Start of RECORDS FOR THIS TASK

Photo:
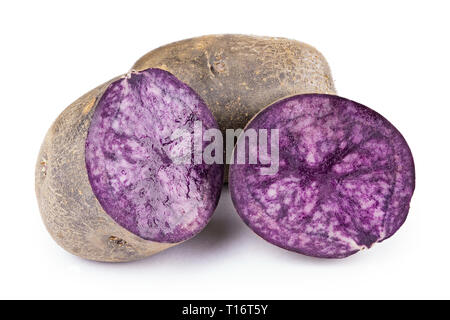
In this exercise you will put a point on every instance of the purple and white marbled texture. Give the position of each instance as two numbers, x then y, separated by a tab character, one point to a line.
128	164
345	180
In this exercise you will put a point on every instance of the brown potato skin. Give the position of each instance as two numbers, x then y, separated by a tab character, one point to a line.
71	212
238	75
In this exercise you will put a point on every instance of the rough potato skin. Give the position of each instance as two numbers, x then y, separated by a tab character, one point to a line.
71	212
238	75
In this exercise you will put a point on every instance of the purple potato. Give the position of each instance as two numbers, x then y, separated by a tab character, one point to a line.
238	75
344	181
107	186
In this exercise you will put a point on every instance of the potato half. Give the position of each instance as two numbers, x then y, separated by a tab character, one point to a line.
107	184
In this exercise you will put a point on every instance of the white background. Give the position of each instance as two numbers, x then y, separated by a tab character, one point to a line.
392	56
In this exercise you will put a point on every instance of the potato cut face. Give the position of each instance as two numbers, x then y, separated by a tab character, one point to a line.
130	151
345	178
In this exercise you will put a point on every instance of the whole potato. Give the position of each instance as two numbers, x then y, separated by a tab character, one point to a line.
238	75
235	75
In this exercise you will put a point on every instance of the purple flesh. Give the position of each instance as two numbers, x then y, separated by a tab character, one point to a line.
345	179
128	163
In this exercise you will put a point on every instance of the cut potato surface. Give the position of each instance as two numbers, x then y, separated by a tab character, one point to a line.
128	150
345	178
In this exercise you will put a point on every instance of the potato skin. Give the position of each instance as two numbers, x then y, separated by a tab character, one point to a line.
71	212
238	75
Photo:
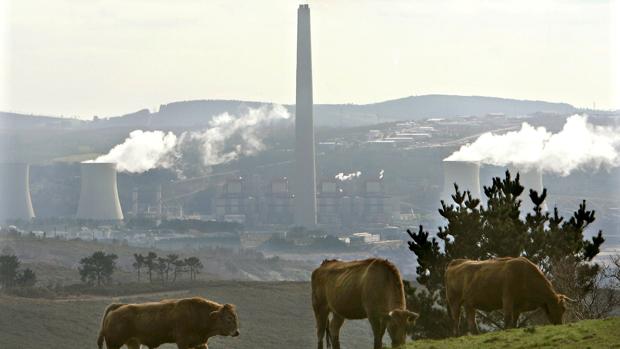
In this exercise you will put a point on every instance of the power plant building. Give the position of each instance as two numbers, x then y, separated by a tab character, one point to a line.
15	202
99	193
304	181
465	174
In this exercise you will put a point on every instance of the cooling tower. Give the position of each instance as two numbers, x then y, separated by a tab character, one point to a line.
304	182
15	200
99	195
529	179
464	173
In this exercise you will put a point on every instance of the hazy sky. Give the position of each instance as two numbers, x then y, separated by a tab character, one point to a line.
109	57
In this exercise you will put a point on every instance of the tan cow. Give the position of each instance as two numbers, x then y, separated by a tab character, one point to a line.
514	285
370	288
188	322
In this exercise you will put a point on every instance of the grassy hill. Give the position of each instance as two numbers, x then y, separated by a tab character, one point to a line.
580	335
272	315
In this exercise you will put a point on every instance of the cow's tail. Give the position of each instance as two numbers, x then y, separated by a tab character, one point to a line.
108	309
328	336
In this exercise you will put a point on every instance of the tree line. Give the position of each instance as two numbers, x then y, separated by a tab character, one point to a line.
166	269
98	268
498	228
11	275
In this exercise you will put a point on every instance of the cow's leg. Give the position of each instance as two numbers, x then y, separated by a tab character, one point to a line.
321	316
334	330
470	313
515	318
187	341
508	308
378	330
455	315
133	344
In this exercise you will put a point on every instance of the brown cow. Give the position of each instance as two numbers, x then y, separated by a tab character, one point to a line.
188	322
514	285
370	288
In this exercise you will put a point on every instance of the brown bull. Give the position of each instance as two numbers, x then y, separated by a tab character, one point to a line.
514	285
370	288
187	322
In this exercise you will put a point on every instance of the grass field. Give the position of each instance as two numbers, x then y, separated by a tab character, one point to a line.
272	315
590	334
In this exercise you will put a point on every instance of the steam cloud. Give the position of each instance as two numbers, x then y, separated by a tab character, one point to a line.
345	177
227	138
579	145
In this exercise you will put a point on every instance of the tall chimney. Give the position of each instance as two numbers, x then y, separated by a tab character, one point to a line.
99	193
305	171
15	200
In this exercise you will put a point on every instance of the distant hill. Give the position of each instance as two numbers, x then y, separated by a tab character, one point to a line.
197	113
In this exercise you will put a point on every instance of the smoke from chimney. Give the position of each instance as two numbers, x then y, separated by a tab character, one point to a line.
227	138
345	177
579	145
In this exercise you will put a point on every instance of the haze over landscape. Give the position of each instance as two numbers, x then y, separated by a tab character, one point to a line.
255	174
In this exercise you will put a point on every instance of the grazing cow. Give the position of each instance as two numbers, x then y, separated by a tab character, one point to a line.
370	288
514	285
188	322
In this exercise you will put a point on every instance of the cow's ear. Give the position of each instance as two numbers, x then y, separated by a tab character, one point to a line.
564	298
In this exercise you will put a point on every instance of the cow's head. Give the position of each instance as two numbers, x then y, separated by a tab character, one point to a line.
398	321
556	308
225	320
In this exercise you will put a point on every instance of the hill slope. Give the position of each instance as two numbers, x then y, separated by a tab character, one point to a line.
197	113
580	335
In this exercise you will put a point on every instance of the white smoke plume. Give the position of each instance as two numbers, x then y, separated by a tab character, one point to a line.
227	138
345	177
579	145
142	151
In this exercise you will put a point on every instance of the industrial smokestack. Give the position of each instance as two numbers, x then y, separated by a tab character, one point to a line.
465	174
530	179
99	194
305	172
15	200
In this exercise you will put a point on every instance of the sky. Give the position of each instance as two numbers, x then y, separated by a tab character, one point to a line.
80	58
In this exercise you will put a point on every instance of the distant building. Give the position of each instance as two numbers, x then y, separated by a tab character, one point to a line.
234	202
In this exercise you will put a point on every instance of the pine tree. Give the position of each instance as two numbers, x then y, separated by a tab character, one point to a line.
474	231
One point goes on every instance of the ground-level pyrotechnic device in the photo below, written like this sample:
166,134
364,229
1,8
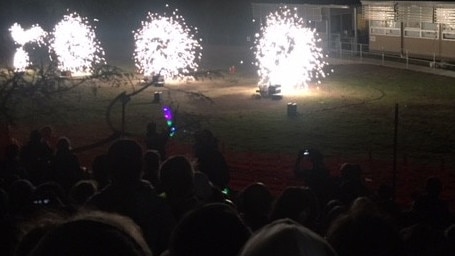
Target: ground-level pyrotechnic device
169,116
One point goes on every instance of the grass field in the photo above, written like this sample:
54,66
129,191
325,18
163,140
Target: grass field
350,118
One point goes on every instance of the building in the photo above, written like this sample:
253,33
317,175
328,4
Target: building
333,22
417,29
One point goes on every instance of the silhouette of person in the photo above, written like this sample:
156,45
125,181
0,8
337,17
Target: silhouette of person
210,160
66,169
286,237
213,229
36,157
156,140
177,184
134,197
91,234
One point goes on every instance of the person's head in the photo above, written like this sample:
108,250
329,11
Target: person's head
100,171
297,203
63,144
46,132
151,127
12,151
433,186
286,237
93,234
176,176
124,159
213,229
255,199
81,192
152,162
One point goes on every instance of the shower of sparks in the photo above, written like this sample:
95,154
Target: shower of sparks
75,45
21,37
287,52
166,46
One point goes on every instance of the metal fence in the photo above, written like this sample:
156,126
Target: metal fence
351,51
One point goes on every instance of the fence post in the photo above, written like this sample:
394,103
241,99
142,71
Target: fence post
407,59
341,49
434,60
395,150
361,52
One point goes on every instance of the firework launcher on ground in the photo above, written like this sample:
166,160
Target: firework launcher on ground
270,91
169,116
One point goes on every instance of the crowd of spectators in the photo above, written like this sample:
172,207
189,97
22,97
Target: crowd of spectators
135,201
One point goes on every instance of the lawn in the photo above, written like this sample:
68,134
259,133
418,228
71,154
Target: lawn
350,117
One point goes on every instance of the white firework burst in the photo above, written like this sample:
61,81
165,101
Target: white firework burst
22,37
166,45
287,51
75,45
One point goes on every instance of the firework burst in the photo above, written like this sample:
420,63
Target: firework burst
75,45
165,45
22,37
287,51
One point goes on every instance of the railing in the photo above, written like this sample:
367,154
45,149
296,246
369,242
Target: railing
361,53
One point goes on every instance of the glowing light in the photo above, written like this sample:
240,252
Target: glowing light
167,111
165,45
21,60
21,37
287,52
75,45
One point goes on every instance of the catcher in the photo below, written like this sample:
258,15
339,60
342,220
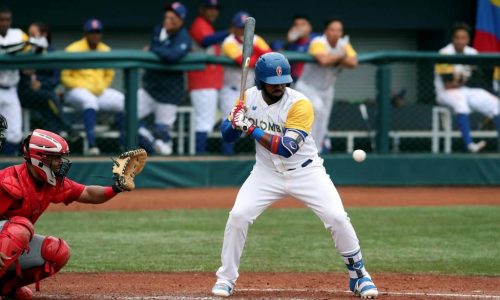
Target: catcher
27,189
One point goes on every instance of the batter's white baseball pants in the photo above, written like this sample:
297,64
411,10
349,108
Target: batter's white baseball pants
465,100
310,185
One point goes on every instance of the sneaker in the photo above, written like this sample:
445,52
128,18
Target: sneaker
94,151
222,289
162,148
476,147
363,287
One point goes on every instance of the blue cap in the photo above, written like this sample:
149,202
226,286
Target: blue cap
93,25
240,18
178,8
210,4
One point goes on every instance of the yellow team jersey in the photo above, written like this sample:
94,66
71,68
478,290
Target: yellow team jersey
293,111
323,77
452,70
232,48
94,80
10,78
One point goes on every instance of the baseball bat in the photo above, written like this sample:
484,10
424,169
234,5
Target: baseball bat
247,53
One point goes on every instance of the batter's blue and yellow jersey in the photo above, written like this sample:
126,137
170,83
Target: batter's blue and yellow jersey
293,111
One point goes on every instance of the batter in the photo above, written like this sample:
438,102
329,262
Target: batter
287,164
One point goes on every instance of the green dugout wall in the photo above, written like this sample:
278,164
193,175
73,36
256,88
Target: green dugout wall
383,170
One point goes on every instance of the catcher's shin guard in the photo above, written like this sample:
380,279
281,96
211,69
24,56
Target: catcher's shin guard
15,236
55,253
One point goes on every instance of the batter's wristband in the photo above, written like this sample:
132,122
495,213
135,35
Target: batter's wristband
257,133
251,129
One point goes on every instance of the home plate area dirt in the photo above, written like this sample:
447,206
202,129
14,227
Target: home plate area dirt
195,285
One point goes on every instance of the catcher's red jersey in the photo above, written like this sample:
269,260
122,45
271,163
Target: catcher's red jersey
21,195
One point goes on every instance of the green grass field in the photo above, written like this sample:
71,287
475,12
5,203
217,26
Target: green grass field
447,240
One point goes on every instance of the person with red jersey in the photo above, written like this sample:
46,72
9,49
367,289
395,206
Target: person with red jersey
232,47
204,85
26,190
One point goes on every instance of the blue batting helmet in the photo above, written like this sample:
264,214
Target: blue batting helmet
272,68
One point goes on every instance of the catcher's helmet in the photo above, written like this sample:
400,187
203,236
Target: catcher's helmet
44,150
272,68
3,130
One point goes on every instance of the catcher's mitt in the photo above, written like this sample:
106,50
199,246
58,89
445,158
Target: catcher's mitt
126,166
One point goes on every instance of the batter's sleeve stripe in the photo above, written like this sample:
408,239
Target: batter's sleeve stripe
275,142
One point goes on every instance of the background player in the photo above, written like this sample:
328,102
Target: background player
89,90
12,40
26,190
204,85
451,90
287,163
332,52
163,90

End of RECORDS FOR THIS TASK
Start of RECORDS FOR THIS TASK

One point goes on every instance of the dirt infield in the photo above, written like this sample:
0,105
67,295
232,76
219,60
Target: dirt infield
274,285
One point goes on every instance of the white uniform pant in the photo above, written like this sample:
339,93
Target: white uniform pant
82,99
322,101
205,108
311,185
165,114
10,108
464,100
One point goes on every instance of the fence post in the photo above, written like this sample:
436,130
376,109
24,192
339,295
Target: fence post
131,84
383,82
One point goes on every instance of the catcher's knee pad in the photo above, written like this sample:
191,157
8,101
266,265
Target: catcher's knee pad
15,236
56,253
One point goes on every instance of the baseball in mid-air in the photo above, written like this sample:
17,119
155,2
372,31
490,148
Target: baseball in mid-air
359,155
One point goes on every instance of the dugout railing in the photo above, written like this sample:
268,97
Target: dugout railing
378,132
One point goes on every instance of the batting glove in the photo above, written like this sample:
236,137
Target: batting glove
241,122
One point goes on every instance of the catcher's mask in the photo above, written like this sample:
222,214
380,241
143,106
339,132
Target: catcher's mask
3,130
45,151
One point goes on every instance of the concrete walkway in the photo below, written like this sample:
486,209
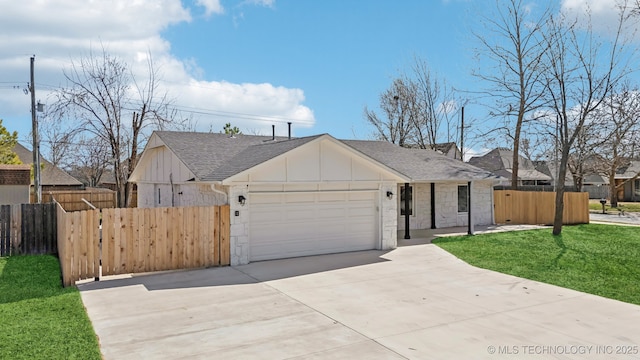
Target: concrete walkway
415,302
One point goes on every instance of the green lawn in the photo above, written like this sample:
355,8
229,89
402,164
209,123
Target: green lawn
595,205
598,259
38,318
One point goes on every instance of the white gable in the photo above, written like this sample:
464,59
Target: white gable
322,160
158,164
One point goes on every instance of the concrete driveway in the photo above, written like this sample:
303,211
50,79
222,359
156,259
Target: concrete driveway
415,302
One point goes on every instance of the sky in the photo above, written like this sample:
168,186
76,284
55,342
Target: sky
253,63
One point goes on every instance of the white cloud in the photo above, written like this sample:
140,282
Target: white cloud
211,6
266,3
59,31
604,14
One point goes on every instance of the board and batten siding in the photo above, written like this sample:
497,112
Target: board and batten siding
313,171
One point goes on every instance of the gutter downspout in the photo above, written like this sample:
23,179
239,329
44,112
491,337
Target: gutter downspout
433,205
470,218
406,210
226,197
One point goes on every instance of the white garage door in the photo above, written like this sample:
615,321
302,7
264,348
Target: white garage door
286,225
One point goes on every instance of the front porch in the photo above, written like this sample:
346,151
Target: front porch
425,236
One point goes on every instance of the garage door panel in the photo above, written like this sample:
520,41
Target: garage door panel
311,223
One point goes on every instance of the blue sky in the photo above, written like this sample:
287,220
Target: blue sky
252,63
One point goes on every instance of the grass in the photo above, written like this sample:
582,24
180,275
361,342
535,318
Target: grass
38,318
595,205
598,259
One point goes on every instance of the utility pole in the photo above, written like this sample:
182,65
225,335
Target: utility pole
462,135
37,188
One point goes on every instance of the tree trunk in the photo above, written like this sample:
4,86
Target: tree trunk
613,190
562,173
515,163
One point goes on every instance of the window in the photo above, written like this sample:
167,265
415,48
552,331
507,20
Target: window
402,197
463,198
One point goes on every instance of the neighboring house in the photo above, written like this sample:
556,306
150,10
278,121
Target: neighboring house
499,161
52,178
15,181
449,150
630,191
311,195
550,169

End of RECORDS FOR THIS TASK
Start of RECORDS FOR THIS TASK

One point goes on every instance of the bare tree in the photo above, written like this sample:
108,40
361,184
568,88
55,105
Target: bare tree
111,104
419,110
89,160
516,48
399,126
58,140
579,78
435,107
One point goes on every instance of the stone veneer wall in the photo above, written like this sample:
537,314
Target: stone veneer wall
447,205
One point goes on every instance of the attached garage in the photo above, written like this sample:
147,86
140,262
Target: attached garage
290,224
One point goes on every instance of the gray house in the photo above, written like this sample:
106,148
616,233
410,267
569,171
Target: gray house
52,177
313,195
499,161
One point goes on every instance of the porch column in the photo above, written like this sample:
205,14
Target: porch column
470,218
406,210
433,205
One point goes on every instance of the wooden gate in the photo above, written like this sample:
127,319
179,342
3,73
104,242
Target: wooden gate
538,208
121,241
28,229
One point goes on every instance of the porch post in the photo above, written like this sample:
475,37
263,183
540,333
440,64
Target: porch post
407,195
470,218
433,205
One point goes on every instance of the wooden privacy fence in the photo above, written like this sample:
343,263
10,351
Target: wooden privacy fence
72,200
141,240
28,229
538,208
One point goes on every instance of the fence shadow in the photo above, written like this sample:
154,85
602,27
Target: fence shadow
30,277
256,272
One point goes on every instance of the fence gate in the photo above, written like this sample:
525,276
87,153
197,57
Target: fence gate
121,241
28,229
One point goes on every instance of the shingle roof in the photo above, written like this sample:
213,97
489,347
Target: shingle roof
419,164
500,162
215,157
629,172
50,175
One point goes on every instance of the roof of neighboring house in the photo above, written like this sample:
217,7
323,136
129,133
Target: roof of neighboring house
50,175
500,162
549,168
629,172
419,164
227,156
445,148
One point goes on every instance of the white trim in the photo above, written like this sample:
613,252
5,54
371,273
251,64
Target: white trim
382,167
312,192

End of RECORDS FOR THIS TASK

State how many lines of the records above contain the word "below", and give only that number.

■ EXERCISE SOLUTION ■
3